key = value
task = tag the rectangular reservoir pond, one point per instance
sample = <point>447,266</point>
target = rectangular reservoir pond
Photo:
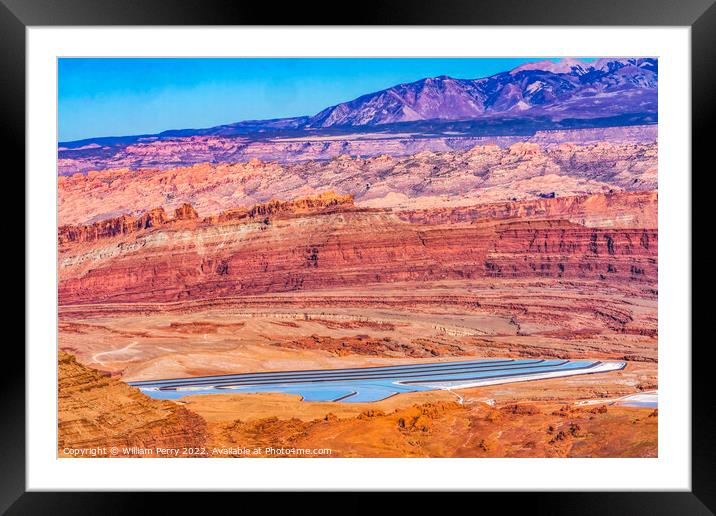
<point>362,385</point>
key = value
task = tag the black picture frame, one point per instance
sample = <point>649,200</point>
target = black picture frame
<point>700,15</point>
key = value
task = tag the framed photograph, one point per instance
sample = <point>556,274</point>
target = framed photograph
<point>441,248</point>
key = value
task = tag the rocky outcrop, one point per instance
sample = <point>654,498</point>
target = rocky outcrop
<point>185,212</point>
<point>619,210</point>
<point>96,411</point>
<point>484,174</point>
<point>127,224</point>
<point>345,248</point>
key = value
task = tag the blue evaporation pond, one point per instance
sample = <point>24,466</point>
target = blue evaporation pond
<point>357,385</point>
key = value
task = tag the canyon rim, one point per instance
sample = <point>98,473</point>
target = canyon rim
<point>462,262</point>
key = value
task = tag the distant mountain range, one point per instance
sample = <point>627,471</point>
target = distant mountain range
<point>542,94</point>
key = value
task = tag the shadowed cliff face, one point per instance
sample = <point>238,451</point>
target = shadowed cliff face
<point>300,246</point>
<point>95,410</point>
<point>484,174</point>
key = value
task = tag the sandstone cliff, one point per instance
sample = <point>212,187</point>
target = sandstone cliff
<point>96,411</point>
<point>339,248</point>
<point>484,174</point>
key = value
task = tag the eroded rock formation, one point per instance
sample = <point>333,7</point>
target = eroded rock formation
<point>96,411</point>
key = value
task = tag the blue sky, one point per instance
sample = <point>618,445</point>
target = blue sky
<point>118,97</point>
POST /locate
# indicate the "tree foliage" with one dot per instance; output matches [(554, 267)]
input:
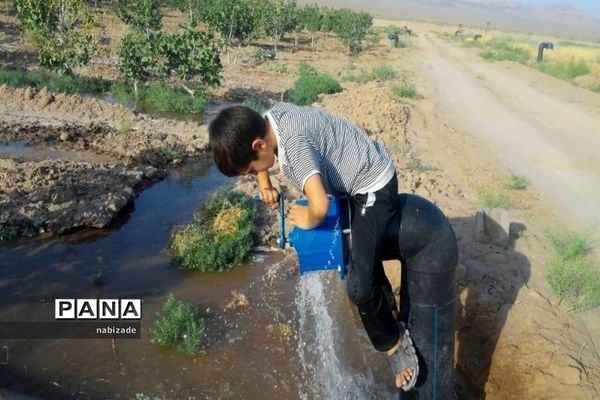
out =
[(61, 30)]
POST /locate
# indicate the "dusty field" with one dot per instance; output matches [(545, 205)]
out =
[(513, 339)]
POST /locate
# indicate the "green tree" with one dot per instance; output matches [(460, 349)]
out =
[(282, 17), (192, 54), (140, 15), (61, 30), (311, 18), (351, 28), (234, 20)]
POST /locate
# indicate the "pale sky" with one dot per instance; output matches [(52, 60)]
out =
[(591, 7)]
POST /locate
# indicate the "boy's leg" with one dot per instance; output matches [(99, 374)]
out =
[(363, 280)]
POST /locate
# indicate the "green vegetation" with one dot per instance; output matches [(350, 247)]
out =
[(404, 91), (54, 82), (415, 165), (124, 127), (310, 84), (62, 31), (278, 67), (258, 106), (179, 325), (362, 78), (220, 235), (570, 271), (516, 182), (384, 73), (492, 198), (564, 71)]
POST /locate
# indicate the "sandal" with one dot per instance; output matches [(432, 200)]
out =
[(405, 357)]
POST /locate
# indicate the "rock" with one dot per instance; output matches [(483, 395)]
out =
[(492, 225)]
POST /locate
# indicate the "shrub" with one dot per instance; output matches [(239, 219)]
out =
[(404, 91), (178, 325), (415, 165), (516, 182), (492, 198), (278, 67), (310, 84), (564, 71), (362, 78), (220, 235), (570, 272), (384, 73)]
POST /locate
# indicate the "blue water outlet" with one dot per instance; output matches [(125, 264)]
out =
[(321, 248)]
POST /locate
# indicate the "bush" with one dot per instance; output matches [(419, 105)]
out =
[(384, 73), (516, 182), (570, 273), (404, 91), (178, 325), (220, 236), (564, 71), (310, 84), (54, 82), (492, 198)]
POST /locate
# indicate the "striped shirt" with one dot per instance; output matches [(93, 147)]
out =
[(311, 141)]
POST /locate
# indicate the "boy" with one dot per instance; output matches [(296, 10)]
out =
[(324, 154)]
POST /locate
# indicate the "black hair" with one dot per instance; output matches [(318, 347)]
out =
[(230, 137)]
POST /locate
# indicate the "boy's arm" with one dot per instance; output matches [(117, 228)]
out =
[(318, 204), (268, 193)]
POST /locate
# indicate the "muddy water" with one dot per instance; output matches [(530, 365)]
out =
[(247, 353)]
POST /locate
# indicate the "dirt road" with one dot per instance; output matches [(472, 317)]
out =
[(542, 128)]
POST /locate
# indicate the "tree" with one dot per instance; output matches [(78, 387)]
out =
[(351, 28), (283, 17), (191, 54), (234, 20), (61, 30), (311, 18)]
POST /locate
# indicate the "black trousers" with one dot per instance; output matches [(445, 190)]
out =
[(366, 284)]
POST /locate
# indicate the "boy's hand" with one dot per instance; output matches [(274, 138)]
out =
[(270, 196), (300, 217)]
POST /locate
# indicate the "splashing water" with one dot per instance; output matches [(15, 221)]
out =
[(321, 348)]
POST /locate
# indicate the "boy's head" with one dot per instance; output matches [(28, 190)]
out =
[(236, 137)]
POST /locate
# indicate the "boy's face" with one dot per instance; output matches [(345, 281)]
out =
[(265, 158)]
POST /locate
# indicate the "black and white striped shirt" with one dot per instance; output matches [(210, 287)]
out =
[(311, 141)]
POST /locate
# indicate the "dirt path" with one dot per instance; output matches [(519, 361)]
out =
[(540, 127), (476, 121)]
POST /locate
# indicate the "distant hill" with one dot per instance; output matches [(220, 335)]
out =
[(563, 20)]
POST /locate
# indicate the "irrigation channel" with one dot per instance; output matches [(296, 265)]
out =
[(297, 337)]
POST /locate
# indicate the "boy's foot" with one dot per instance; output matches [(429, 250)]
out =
[(403, 377), (403, 360)]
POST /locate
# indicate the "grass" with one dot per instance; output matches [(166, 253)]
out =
[(404, 91), (492, 198), (384, 73), (570, 271), (56, 83), (516, 182), (161, 97), (220, 236), (361, 78), (278, 67), (415, 165), (310, 84), (172, 153), (567, 72), (258, 106), (178, 325)]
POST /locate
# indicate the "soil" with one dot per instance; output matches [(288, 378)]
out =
[(474, 122)]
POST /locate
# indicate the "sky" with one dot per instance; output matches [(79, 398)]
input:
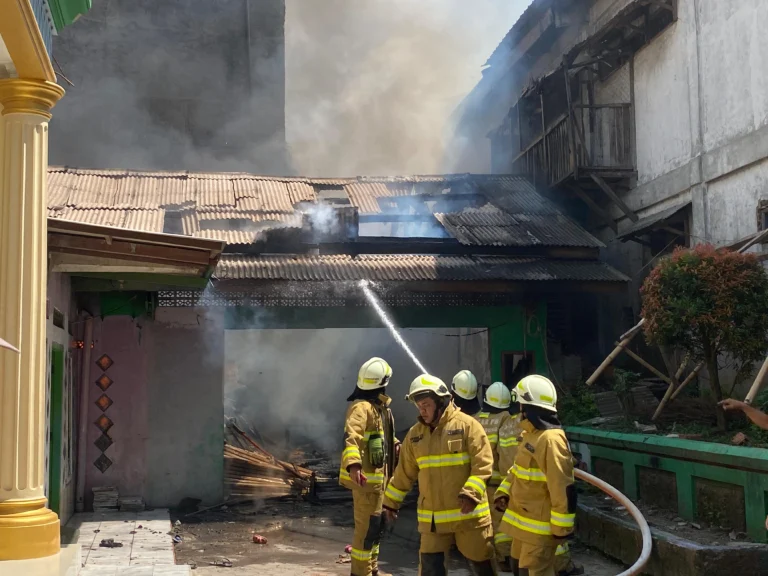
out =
[(371, 84)]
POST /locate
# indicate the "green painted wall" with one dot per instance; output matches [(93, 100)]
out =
[(688, 460), (510, 330), (55, 450)]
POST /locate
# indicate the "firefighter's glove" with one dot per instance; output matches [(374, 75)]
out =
[(467, 504), (376, 450), (388, 516)]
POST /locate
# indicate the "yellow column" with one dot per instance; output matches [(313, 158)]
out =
[(27, 528)]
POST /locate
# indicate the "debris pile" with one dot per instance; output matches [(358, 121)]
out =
[(105, 499), (131, 504), (252, 472)]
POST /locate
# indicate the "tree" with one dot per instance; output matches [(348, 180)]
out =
[(708, 303)]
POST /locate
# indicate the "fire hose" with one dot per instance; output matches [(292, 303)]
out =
[(645, 553)]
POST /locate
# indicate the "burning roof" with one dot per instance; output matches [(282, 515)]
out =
[(473, 210)]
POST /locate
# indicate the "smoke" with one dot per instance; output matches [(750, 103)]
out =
[(297, 381), (173, 86), (371, 84)]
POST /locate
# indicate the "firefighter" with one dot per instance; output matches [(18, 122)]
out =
[(538, 495), (464, 392), (504, 455), (448, 452), (368, 461)]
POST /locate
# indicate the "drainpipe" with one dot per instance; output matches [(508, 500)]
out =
[(82, 433)]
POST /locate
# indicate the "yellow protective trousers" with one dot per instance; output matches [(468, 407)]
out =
[(368, 531), (501, 541), (476, 545), (537, 559)]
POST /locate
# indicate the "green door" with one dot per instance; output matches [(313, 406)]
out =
[(57, 397)]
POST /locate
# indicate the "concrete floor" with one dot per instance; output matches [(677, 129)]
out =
[(310, 542), (147, 548)]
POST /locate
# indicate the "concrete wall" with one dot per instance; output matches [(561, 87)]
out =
[(298, 380), (173, 85), (185, 394), (60, 297), (167, 406)]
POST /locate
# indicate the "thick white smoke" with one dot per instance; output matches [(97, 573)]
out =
[(371, 84)]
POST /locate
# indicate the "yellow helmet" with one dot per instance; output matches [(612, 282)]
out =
[(535, 390), (425, 384), (498, 396), (465, 385), (374, 374)]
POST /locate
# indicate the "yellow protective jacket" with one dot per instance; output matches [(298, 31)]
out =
[(455, 459), (492, 424), (542, 499), (509, 438), (365, 417)]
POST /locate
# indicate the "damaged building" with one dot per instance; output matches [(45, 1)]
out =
[(180, 298), (637, 118)]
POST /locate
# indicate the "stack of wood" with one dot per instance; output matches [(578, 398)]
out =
[(252, 472)]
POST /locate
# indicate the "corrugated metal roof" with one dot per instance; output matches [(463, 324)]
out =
[(412, 268), (521, 218)]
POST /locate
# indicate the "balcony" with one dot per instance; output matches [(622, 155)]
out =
[(595, 139)]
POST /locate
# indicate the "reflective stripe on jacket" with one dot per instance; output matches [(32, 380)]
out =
[(537, 485), (364, 418), (492, 424), (509, 438), (455, 459)]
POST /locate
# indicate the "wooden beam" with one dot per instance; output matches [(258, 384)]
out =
[(126, 250), (613, 196), (599, 212), (661, 4)]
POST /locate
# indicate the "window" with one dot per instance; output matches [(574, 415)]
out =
[(762, 216), (172, 223), (515, 366), (336, 196)]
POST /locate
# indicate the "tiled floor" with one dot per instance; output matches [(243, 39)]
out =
[(147, 547)]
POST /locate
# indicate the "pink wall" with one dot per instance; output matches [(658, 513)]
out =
[(122, 339)]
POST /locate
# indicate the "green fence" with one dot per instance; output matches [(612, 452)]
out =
[(700, 479)]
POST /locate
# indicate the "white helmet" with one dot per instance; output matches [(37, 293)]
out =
[(535, 390), (498, 396), (465, 385), (426, 383), (374, 374)]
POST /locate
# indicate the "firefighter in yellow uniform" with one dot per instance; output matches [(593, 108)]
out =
[(368, 461), (464, 392), (449, 454), (495, 414), (538, 495), (509, 432)]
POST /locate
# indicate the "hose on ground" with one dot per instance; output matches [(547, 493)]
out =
[(645, 530)]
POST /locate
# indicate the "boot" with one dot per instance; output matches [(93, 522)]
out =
[(433, 564), (484, 568)]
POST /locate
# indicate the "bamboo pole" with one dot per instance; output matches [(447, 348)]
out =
[(626, 338), (688, 380), (650, 367), (758, 383)]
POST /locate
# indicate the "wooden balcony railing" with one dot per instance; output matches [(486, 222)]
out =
[(595, 137)]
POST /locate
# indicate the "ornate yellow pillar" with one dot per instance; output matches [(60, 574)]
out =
[(27, 528)]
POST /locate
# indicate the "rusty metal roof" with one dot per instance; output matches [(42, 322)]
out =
[(511, 212), (397, 267)]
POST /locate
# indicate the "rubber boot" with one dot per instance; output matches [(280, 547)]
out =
[(433, 564), (484, 568)]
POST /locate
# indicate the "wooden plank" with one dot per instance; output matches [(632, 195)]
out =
[(613, 196), (599, 212), (648, 366)]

▬▬▬▬▬▬

**EXERCISE:** All lines in the listing above from the line containing "matches [(296, 265)]" to the line containing "matches [(166, 253)]", inclusive, should be retyped exactly; no other lines should appear.

**RESPONSE TO THE EXERCISE:**
# indicate the "irrigation channel" with one dot per instance; output matches [(296, 265)]
out =
[(297, 337)]
POST /locate
# indicate the "boy's foot" with one dot per instance; output matches [(429, 250)]
out =
[(403, 377), (403, 360)]
POST /locate
# indicate the "grass" with one dot per instance; output matches [(166, 253)]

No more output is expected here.